**Source material**
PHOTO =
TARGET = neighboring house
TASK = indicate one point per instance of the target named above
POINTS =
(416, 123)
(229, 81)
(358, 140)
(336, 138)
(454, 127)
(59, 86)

**Your goal**
Reproduce the entries above exactly.

**Answer to this problem**
PHOTO =
TARGET = neighboring house
TASK = indicate one point per instance of the target named above
POINTS =
(416, 123)
(229, 81)
(358, 140)
(336, 138)
(454, 127)
(59, 86)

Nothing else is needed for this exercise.